- GIVEN TEXT:
====================

Here is my code for your reference:
I_123.inp (3.0 KB)
I_123.flair (3.7 KB)

Hello,

this kind of simulation might be extremely complicated since the major source of uncertainty is given by the experimental condition of your apparatus. FLUKA is not the correct approach when dealing with natural radioactivity: your model uncertainties will be the dominating factor in the results.
In any case, let’s try to go through this:

  1. Yes. Look at slide 33 in this lecture: https://indico.cern.ch/event/1296149/contributions/5448344/attachments/2749906/4785972/18_RP_calculations_2023_NEA.pdf

  2. This is the key point. The concentration of these elements might vary depending on the location of your experiment. They will be mostly in the concrete (floor, walls). Keep in mind that them (or some elements of the decay chain, notably Radon) are dispersed in air with complicated transport mechanisms.

====================

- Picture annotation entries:

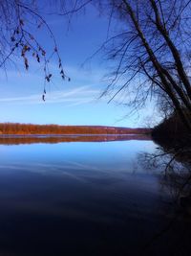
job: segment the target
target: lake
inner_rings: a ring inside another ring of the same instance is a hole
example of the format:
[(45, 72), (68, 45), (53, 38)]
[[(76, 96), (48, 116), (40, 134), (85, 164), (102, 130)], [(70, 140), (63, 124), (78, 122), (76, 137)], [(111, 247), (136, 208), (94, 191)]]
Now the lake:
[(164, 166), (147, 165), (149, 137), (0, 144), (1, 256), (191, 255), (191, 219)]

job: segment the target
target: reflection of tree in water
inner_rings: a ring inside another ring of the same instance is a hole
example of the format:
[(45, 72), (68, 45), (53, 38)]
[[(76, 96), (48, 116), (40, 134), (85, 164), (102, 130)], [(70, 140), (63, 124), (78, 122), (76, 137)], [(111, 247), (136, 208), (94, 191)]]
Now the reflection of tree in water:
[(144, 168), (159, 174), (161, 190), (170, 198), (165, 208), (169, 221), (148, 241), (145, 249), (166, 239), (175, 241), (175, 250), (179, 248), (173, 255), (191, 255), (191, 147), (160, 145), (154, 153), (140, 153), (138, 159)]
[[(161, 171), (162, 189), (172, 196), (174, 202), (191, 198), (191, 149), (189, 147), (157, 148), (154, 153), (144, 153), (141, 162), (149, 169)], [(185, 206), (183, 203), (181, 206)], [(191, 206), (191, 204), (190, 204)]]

====================

Answer these questions about the forum reply on simulating natural radioactivity:
1. What does the reply say will be the dominating factor in the results?
2. Which slide of the linked lecture does the reply point to?
3. Where does the reply say the elements will mostly be found?
The rows come from a separate source unrelated to the text.

- EXERCISE OUTPUT:
1. Model uncertainties.
2. Slide 33.
3. In the concrete (floor, walls).